[Relevé de pointage d'objets nommés]
◇ ◇ ◇ ◇

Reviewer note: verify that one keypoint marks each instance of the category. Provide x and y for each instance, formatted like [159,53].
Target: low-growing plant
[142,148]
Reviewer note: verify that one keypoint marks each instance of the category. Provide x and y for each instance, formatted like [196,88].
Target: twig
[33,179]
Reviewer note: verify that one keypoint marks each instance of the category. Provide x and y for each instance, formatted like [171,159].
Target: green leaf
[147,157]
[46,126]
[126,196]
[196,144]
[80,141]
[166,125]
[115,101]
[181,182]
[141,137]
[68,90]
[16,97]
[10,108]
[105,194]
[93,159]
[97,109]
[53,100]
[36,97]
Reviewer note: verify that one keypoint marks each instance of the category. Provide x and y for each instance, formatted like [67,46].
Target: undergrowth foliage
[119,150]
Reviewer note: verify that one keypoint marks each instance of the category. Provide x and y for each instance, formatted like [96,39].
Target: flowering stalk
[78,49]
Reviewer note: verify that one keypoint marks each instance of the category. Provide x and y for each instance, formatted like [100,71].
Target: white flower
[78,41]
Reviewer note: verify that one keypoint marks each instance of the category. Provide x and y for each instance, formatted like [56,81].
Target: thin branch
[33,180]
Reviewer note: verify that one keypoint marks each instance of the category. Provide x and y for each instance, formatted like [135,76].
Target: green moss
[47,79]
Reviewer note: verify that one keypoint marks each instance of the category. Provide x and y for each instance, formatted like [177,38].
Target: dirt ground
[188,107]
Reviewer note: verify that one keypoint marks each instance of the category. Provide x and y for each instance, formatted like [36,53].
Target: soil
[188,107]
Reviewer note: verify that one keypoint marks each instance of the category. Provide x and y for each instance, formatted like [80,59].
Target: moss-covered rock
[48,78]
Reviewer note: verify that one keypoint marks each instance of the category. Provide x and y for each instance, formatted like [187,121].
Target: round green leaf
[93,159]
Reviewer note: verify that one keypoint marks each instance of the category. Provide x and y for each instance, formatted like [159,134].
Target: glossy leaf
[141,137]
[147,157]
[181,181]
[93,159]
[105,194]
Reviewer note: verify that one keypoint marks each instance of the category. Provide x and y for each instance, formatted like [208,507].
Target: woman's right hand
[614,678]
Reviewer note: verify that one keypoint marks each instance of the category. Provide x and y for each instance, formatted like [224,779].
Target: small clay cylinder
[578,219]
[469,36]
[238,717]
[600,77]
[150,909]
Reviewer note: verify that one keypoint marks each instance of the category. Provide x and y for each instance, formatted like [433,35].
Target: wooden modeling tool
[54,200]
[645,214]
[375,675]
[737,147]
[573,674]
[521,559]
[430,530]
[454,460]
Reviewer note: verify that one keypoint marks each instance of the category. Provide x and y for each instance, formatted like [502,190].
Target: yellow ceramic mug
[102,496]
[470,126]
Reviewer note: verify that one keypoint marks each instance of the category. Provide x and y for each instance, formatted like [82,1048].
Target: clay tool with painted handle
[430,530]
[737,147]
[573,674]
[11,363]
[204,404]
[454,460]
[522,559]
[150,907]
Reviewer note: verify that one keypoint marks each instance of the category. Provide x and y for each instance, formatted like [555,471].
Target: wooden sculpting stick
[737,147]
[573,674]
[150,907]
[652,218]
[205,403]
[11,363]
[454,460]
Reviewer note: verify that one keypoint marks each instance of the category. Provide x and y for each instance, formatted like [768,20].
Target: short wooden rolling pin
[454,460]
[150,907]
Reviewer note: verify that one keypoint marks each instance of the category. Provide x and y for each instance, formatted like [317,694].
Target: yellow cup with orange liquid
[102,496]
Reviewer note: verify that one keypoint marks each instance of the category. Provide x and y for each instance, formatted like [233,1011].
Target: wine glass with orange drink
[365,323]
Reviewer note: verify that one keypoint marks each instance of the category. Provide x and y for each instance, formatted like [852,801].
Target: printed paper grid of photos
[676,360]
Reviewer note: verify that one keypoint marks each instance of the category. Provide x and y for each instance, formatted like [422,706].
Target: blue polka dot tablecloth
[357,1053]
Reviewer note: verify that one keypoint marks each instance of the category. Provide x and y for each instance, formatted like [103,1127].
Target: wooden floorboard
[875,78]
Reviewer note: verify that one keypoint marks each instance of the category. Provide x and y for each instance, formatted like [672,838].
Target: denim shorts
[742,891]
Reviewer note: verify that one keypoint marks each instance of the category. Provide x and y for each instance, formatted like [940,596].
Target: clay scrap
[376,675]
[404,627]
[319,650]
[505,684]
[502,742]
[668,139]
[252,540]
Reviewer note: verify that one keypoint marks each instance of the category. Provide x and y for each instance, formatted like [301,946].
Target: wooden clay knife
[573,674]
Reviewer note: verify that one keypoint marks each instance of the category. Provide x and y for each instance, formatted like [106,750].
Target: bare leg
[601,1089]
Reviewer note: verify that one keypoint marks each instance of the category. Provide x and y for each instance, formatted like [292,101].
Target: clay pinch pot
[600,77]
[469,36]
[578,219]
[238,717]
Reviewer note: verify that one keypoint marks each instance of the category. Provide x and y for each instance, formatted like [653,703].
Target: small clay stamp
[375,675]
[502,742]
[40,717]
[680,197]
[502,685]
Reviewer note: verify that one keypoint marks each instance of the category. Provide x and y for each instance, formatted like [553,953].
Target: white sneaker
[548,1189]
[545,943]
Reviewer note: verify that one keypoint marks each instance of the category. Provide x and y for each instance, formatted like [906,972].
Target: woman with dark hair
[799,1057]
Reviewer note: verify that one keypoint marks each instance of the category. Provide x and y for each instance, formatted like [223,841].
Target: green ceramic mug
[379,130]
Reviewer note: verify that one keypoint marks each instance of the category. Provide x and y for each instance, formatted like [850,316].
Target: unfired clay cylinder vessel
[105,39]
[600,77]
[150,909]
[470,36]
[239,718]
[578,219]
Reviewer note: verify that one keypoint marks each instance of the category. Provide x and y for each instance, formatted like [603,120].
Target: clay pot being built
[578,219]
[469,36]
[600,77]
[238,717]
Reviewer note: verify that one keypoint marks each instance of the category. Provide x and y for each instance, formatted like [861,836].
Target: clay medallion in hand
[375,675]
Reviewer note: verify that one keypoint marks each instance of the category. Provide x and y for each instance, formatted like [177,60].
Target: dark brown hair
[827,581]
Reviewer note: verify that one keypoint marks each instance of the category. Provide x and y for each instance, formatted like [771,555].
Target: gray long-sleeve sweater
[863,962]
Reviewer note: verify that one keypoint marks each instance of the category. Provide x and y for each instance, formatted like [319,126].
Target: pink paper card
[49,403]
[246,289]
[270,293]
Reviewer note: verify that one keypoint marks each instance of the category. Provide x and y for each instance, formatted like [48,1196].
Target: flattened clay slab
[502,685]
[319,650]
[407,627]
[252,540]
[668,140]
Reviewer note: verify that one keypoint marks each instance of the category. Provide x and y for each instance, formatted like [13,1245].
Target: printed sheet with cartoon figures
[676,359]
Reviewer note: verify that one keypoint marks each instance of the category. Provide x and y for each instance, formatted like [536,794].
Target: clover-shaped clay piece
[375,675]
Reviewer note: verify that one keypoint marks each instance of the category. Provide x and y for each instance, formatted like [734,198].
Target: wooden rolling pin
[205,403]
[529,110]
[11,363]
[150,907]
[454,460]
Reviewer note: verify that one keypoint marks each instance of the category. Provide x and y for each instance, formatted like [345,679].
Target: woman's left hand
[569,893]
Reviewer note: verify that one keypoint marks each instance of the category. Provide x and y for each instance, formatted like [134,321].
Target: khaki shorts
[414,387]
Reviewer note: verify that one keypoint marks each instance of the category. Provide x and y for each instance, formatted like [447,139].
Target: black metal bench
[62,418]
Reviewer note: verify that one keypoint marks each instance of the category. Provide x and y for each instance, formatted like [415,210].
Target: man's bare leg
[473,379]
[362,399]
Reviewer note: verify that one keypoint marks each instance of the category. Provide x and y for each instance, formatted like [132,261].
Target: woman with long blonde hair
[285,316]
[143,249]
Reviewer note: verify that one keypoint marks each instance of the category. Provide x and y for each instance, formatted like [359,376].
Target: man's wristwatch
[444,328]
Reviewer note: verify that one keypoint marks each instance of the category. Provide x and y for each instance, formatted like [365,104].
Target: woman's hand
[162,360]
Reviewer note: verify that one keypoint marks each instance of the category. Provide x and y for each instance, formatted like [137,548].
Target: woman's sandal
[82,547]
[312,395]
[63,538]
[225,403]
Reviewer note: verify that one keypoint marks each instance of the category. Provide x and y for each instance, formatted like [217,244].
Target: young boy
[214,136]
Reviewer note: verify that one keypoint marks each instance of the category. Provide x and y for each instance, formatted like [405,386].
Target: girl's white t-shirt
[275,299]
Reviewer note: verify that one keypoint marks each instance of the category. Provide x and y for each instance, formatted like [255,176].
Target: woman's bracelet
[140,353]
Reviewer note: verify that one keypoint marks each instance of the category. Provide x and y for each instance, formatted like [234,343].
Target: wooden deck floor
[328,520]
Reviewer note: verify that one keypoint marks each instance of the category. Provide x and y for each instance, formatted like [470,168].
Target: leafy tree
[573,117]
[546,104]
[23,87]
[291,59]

◇ ◇ ◇ ◇

* **EXERCICE**
Recopiez tel quel le passage du relevé qui s'ouvre sur la ligne contenant « formatted like [137,548]. » et se termine à la fin du relevé, ces deux limites comprises.

* **RÉSULTAT**
Reviewer note: verify that one keypoint marks each instance of the category. Provide x and y for each instance, formatted like [137,548].
Target: woman's sandal
[82,547]
[312,395]
[63,538]
[225,403]
Reviewer note: verify that one keypoint marks each instance of the category. Provide x and y for each instance, formatted like [217,244].
Target: young boy
[214,136]
Reviewer note: verify that one keypoint marks each instance of the category. Provide x and y for each instance, formatted like [405,386].
Target: girl's white t-shirt
[275,299]
Reviewer note: verify that one keypoint marks each instance of the category. Provide x and y for each instance, formatted like [255,176].
Target: woman's bracelet
[140,353]
Reviewer note: verify that one keypoint marks each instance of the category. Provide x and y for each instance, formatted like [234,343].
Target: wooden deck floor
[328,520]
Reviewer note: verify that one keypoint marks each instance of the category. Provide x and y for each instance, formatted like [470,168].
Target: leafy tree
[573,117]
[546,104]
[23,87]
[291,59]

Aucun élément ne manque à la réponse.